Problem: All entries that follow are to be printed exactly as written.

Data excerpts:
_ _ _ _

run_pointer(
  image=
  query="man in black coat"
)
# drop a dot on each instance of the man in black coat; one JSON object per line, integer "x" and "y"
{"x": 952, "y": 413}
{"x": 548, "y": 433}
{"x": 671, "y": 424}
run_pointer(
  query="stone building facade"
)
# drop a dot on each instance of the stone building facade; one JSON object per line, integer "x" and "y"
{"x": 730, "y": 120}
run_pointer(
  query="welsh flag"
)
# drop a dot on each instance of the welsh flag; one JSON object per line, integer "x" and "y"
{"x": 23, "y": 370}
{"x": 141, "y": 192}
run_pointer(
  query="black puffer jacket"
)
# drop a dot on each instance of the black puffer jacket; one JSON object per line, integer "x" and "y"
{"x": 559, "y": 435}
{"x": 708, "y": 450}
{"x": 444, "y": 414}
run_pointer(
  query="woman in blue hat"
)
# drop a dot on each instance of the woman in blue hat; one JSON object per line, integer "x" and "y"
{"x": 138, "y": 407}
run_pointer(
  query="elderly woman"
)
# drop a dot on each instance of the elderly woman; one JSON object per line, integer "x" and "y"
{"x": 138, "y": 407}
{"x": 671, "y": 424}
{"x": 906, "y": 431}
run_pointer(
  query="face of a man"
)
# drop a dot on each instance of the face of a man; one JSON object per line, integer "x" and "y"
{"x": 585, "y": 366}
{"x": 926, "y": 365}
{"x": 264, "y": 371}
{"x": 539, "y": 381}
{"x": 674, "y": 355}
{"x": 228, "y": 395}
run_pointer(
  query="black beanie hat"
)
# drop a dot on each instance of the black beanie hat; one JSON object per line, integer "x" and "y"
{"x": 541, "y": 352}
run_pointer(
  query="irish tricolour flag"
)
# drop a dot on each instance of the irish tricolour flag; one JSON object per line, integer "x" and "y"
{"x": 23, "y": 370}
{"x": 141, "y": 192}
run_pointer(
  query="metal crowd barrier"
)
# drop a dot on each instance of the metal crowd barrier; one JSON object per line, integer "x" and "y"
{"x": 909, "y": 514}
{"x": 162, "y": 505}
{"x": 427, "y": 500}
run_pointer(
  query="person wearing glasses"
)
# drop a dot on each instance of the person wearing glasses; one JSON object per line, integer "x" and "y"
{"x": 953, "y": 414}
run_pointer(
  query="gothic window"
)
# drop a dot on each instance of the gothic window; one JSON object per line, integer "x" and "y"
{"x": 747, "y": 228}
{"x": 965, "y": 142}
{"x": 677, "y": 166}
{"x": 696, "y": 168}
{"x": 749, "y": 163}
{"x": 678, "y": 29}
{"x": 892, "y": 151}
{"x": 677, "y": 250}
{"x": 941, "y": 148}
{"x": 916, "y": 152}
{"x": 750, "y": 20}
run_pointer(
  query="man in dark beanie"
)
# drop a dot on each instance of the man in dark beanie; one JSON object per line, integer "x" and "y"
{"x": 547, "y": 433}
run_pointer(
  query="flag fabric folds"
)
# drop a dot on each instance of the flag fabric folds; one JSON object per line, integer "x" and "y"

_ _ _ _

Result for this exercise:
run_pointer(
  image=
  query="man in black coat"
)
# drop a dot on each instance of the man in black coat; one JSON object per line, integer "x" and "y"
{"x": 952, "y": 413}
{"x": 548, "y": 433}
{"x": 671, "y": 424}
run_pointer(
  query="stone building facade"
)
# drop a dot on each instance of the stone building facade; one JSON object per line, integer "x" and "y"
{"x": 730, "y": 120}
run_pointer(
  query="welsh flag"
)
# drop a dot on each instance of the welsh flag; one JSON object per line, integer "x" and "y"
{"x": 23, "y": 370}
{"x": 141, "y": 192}
run_pointer(
  query="black puffer jacket"
)
# drop a dot on each instance of the black puffer jacket; one JSON object per line, integer "x" and "y"
{"x": 559, "y": 435}
{"x": 708, "y": 450}
{"x": 444, "y": 414}
run_pointer(
  query="woman in blue hat"
)
# drop a dot on each instance of the woman in blue hat; one JSON object per line, integer "x" and "y"
{"x": 138, "y": 407}
run_pointer(
  query="elderly woman"
)
# drop a dot on each instance of the elderly woman; one JSON object per line, integer "x" and "y"
{"x": 138, "y": 407}
{"x": 671, "y": 424}
{"x": 906, "y": 431}
run_pointer(
  query="face of a man"
)
# drop a dot on each instance of the face of a man; one JSON object per line, integer "x" and "y"
{"x": 585, "y": 366}
{"x": 926, "y": 365}
{"x": 264, "y": 371}
{"x": 539, "y": 381}
{"x": 674, "y": 355}
{"x": 228, "y": 395}
run_pointer(
  query="black beanie hat"
)
# drop a dot on each instance of the black beanie hat; one JSON object per line, integer "x" and "y"
{"x": 541, "y": 352}
run_pointer(
  query="irish tricolour flag"
)
# drop a dot on each instance of the irish tricolour flag; one JSON object per line, integer "x" and "y"
{"x": 23, "y": 370}
{"x": 141, "y": 192}
run_pointer(
  query="metal crowd barrier"
)
# drop a dot on each instance of the metal crowd barrier; one JSON object per line, integer "x" and "y"
{"x": 909, "y": 514}
{"x": 162, "y": 505}
{"x": 427, "y": 500}
run_pointer(
  query="person wearing glasses"
)
# drop a dot on each instance of the person wearing glasses; one JSON object per line, integer "x" and "y"
{"x": 953, "y": 414}
run_pointer(
  query="gothic window"
)
# drop a dot on each instance of the gothic window; one JSON object per line, integer "x" and "y"
{"x": 747, "y": 228}
{"x": 965, "y": 142}
{"x": 677, "y": 166}
{"x": 696, "y": 168}
{"x": 749, "y": 163}
{"x": 678, "y": 29}
{"x": 892, "y": 151}
{"x": 677, "y": 250}
{"x": 941, "y": 148}
{"x": 916, "y": 152}
{"x": 750, "y": 20}
run_pointer(
  query="man in dark beanie"
)
# drop a dot on each instance of the man in dark beanie; one JSON object per line, integer "x" and "y"
{"x": 547, "y": 433}
run_pointer(
  query="flag fabric folds"
)
# drop a dot on each instance of the flag fabric folds; one JSON object per line, integer "x" and "y"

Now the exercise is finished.